[GIVEN RECORDS Boundary: Start]

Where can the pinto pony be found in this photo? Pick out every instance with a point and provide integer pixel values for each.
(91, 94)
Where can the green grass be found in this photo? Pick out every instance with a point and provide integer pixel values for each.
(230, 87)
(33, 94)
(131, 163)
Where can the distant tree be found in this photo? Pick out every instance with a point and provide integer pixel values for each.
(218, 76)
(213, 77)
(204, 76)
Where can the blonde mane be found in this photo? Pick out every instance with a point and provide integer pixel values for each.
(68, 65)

[GIVEN RECORDS Boundary: End]

Nothing but the lines from the line that contains "Where can the distant" to the last line of the records above should appear in the answer; please copy them exactly.

Where can the distant tree be found in this photo? Pick out every instance with a point and provide integer pixel values for each.
(218, 76)
(213, 77)
(204, 76)
Where can the blonde mane be found in this photo? Pick out every instance with a point and provide integer pixel values for each.
(68, 65)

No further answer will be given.